[Data for review]

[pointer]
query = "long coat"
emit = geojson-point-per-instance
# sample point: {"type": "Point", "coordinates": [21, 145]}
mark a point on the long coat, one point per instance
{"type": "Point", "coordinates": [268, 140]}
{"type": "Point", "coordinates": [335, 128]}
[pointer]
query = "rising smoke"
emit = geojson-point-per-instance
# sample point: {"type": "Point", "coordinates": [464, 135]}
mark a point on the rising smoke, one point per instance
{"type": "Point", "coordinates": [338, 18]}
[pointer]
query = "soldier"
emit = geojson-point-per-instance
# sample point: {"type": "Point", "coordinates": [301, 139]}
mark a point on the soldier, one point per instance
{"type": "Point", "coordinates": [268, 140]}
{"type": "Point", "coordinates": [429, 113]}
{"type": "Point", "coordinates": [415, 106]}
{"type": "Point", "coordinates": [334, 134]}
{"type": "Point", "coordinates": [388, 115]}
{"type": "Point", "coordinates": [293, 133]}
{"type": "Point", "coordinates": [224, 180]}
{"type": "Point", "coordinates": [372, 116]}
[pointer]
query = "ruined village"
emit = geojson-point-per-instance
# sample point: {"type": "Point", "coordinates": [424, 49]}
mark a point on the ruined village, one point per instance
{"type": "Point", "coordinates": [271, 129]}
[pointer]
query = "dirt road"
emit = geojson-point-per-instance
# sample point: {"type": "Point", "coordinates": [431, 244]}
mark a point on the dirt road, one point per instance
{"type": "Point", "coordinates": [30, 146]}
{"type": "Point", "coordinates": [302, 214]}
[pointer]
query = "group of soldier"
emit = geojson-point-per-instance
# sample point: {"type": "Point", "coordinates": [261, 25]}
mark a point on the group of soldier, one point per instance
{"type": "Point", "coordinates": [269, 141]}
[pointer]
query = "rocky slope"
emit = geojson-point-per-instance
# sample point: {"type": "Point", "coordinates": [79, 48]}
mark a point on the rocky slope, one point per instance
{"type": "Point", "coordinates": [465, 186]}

[/Data for review]

▶ _Try it_: The records must be given again in full, exactly as shown.

▶ _Reply_:
[pointer]
query = "long coat"
emit = geojson-point-per-instance
# sample point: {"type": "Point", "coordinates": [21, 145]}
mark a point on the long coat, one point per instance
{"type": "Point", "coordinates": [268, 140]}
{"type": "Point", "coordinates": [335, 128]}
[pointer]
query = "rising smoke"
emit = geojson-point-per-instance
# sample point: {"type": "Point", "coordinates": [464, 135]}
mark a point on the rising smoke, one point per instance
{"type": "Point", "coordinates": [338, 18]}
[pointer]
query = "soldier"
emit = geojson-point-per-instance
# sample point: {"type": "Point", "coordinates": [301, 139]}
mark a point on the soldier, one point per instance
{"type": "Point", "coordinates": [268, 140]}
{"type": "Point", "coordinates": [429, 113]}
{"type": "Point", "coordinates": [415, 106]}
{"type": "Point", "coordinates": [334, 134]}
{"type": "Point", "coordinates": [388, 115]}
{"type": "Point", "coordinates": [293, 133]}
{"type": "Point", "coordinates": [224, 180]}
{"type": "Point", "coordinates": [372, 116]}
[pointer]
query = "ruined village"
emit = geojson-point-per-instance
# sample point: {"type": "Point", "coordinates": [424, 49]}
mark a point on the ruined village, one point per instance
{"type": "Point", "coordinates": [271, 129]}
[pointer]
query = "dirt road"
emit = geojson-point-per-instance
# sample point: {"type": "Point", "coordinates": [431, 244]}
mark a point on the dirt road, one point per instance
{"type": "Point", "coordinates": [30, 146]}
{"type": "Point", "coordinates": [302, 214]}
[pointer]
query = "group of soldier"
emit = geojson-point-per-instance
# sample point: {"type": "Point", "coordinates": [261, 25]}
mark a point on the group of soldier, one point per instance
{"type": "Point", "coordinates": [269, 141]}
[pointer]
query = "rocky slope"
emit = geojson-point-per-instance
# sample point: {"type": "Point", "coordinates": [79, 48]}
mark a point on the rocky slope, one point per instance
{"type": "Point", "coordinates": [465, 186]}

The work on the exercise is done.